Aufgabe: Bitte gib die folgenden Daten vollständig und Zeile für Zeile unverändert wieder.
◆ ◆ ◆ ◆
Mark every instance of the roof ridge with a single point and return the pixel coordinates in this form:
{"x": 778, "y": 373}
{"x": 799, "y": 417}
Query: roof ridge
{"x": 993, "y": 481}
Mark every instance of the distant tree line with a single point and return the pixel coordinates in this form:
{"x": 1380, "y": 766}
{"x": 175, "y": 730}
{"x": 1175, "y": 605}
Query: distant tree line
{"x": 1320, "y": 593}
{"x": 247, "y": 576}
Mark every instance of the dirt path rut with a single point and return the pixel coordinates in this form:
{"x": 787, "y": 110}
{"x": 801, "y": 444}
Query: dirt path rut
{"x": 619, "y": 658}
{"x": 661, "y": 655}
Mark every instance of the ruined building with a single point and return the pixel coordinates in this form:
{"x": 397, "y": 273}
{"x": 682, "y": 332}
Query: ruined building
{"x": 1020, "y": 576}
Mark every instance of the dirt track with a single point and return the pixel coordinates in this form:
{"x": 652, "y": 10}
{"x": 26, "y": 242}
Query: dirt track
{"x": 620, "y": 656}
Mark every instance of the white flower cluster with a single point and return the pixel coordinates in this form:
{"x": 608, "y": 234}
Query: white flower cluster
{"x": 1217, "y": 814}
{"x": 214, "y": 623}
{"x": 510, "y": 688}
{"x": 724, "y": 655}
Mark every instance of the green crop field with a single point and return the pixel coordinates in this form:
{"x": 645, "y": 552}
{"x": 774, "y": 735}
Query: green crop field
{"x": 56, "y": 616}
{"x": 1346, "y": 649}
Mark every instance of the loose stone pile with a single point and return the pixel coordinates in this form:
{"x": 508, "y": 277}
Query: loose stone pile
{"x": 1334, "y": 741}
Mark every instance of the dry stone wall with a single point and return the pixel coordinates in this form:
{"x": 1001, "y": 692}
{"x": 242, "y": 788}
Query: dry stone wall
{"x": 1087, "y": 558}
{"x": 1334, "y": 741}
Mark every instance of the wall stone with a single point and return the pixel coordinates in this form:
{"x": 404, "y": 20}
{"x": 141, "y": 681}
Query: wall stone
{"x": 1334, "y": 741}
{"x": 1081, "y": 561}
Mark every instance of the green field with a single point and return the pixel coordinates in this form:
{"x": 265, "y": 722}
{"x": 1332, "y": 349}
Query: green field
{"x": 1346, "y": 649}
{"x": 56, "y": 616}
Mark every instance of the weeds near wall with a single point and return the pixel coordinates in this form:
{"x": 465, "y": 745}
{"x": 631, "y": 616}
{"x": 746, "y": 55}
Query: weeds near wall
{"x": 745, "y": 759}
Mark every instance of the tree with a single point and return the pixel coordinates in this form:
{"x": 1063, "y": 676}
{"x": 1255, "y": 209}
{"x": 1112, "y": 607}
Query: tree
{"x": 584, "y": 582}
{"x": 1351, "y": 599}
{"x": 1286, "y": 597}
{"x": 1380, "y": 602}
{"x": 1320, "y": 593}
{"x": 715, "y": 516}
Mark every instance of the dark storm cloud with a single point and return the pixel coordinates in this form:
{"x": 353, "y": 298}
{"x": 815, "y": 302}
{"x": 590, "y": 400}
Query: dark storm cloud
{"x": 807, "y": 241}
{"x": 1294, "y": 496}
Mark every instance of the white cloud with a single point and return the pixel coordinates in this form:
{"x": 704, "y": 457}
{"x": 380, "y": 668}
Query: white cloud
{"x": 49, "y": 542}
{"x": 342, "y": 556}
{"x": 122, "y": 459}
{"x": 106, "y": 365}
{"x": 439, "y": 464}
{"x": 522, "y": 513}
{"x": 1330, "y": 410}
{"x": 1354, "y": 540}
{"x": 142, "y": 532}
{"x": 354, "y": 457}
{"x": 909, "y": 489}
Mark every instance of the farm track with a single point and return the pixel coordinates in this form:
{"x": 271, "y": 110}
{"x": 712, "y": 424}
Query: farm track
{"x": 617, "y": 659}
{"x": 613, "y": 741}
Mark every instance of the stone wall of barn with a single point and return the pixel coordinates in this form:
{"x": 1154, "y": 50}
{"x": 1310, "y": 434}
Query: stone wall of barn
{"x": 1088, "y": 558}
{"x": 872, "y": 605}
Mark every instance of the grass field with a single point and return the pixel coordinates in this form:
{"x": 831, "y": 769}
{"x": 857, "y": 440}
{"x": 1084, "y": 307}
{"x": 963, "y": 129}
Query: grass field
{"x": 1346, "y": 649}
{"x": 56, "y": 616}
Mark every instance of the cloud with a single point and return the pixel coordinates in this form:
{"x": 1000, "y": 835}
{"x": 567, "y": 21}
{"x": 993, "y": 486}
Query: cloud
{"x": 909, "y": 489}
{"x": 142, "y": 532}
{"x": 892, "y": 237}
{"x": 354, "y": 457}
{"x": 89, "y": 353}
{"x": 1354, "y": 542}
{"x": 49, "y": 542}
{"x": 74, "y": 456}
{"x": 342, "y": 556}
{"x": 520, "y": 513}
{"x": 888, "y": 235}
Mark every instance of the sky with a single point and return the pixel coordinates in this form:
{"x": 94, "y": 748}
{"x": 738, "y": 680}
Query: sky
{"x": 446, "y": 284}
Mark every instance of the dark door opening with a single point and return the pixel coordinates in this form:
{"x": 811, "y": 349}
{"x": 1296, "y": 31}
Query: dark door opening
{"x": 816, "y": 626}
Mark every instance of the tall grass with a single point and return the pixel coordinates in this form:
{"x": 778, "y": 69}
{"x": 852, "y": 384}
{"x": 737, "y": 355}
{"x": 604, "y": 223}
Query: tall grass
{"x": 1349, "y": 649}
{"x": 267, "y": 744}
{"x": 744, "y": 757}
◆ ◆ ◆ ◆
Fertige Antwort:
Mark every instance of the roof ridge with a single point and return the pixel coordinates in this form:
{"x": 778, "y": 373}
{"x": 799, "y": 417}
Query: roof ridge
{"x": 993, "y": 481}
Mark every instance of the distant tree line with a single point and return the pixel coordinates in this form:
{"x": 1380, "y": 766}
{"x": 175, "y": 730}
{"x": 1175, "y": 605}
Query: distant tree line
{"x": 1320, "y": 593}
{"x": 247, "y": 576}
Mark every instance of the dirt path rut with a single point and return the pixel coordinates in this form:
{"x": 787, "y": 110}
{"x": 801, "y": 444}
Query: dirt path rut
{"x": 619, "y": 658}
{"x": 661, "y": 655}
Mark every instance of the ruined building with a single point and return the pixel coordinates in this form:
{"x": 397, "y": 273}
{"x": 682, "y": 332}
Query: ruined building
{"x": 1020, "y": 576}
Mark every instance of the dirt track with a single point and return the pixel coordinates in this form:
{"x": 652, "y": 10}
{"x": 26, "y": 242}
Query: dirt track
{"x": 620, "y": 656}
Mark every instance of the white flower cluster with a single point and return the pixel coordinates in this form:
{"x": 608, "y": 234}
Query: white flower cluster
{"x": 1217, "y": 814}
{"x": 214, "y": 623}
{"x": 510, "y": 688}
{"x": 724, "y": 655}
Mark every instance of the green crop field with a single point and return the pixel coordinates in this form:
{"x": 645, "y": 552}
{"x": 774, "y": 735}
Query: green crop field
{"x": 56, "y": 616}
{"x": 1346, "y": 649}
Mark every instance of the loose stone pile with a single point and return the pixel coordinates in this form:
{"x": 508, "y": 277}
Query: loose stone pile
{"x": 1334, "y": 741}
Mark every instance of the dry stone wall with a single point and return the pixel coordinates in this form:
{"x": 1001, "y": 692}
{"x": 242, "y": 788}
Query: dry stone wall
{"x": 1087, "y": 558}
{"x": 1334, "y": 741}
Mark every instance of the wall stone with a single point and return the pixel coordinates in this form:
{"x": 404, "y": 20}
{"x": 141, "y": 681}
Query: wall stone
{"x": 1334, "y": 741}
{"x": 1081, "y": 561}
Mark every instance of the green field with a single point and return the pixel coordinates in this form:
{"x": 265, "y": 722}
{"x": 1332, "y": 349}
Query: green field
{"x": 1346, "y": 649}
{"x": 56, "y": 616}
Mark every instance of the weeds near wall with a single point and return the pixel coordinates in this form:
{"x": 465, "y": 745}
{"x": 631, "y": 616}
{"x": 746, "y": 55}
Query: weeds near wall
{"x": 745, "y": 759}
Mark every instance of the tree with a single point and return the pixel coordinates in this form:
{"x": 1063, "y": 676}
{"x": 1255, "y": 209}
{"x": 1112, "y": 607}
Query: tree
{"x": 584, "y": 582}
{"x": 1351, "y": 599}
{"x": 1286, "y": 597}
{"x": 1380, "y": 602}
{"x": 1320, "y": 593}
{"x": 715, "y": 516}
Mark every instance of the dark storm cloud with a single point and return the pixel coordinates in this form:
{"x": 353, "y": 298}
{"x": 815, "y": 302}
{"x": 590, "y": 400}
Query: dark storm cloud
{"x": 807, "y": 241}
{"x": 1294, "y": 496}
Mark every instance of the white cloud with a single point and return the pixel coordinates in this form:
{"x": 704, "y": 457}
{"x": 380, "y": 668}
Query: white cloud
{"x": 49, "y": 542}
{"x": 342, "y": 556}
{"x": 122, "y": 459}
{"x": 106, "y": 365}
{"x": 439, "y": 464}
{"x": 522, "y": 513}
{"x": 1330, "y": 410}
{"x": 1354, "y": 540}
{"x": 142, "y": 532}
{"x": 354, "y": 457}
{"x": 909, "y": 489}
Mark every instance of the farm track with a single point and return the pixel coordinates in this form:
{"x": 271, "y": 110}
{"x": 712, "y": 424}
Query: farm track
{"x": 617, "y": 659}
{"x": 613, "y": 741}
Mark every instance of the stone wall of barn with a single point and return the pixel coordinates in this form:
{"x": 1154, "y": 50}
{"x": 1310, "y": 434}
Query: stone wall of barn
{"x": 1088, "y": 558}
{"x": 872, "y": 605}
Mark every instance of the grass field with a single point and return the pixel coordinates in this form:
{"x": 831, "y": 769}
{"x": 857, "y": 440}
{"x": 1084, "y": 307}
{"x": 963, "y": 129}
Query: grass field
{"x": 1346, "y": 649}
{"x": 56, "y": 616}
Mark every instance of the cloud with a single point and return the pixel coordinates in this form:
{"x": 1000, "y": 835}
{"x": 567, "y": 21}
{"x": 993, "y": 486}
Query: cloud
{"x": 909, "y": 489}
{"x": 142, "y": 532}
{"x": 892, "y": 237}
{"x": 354, "y": 457}
{"x": 89, "y": 353}
{"x": 1354, "y": 542}
{"x": 49, "y": 542}
{"x": 74, "y": 456}
{"x": 342, "y": 556}
{"x": 520, "y": 513}
{"x": 888, "y": 235}
Mark every instance of the sky with a single point and return the pixel coordinates in this form:
{"x": 94, "y": 748}
{"x": 738, "y": 680}
Query: sky
{"x": 446, "y": 284}
Mark every instance of the dark door opening with a single point and return the pixel coordinates in this form:
{"x": 811, "y": 349}
{"x": 1296, "y": 31}
Query: dark door opening
{"x": 816, "y": 626}
Mark every instance of the tall grass with a single point and return the pixel coordinates in this form:
{"x": 778, "y": 69}
{"x": 852, "y": 384}
{"x": 737, "y": 355}
{"x": 604, "y": 223}
Query: tall grass
{"x": 1349, "y": 649}
{"x": 267, "y": 744}
{"x": 744, "y": 757}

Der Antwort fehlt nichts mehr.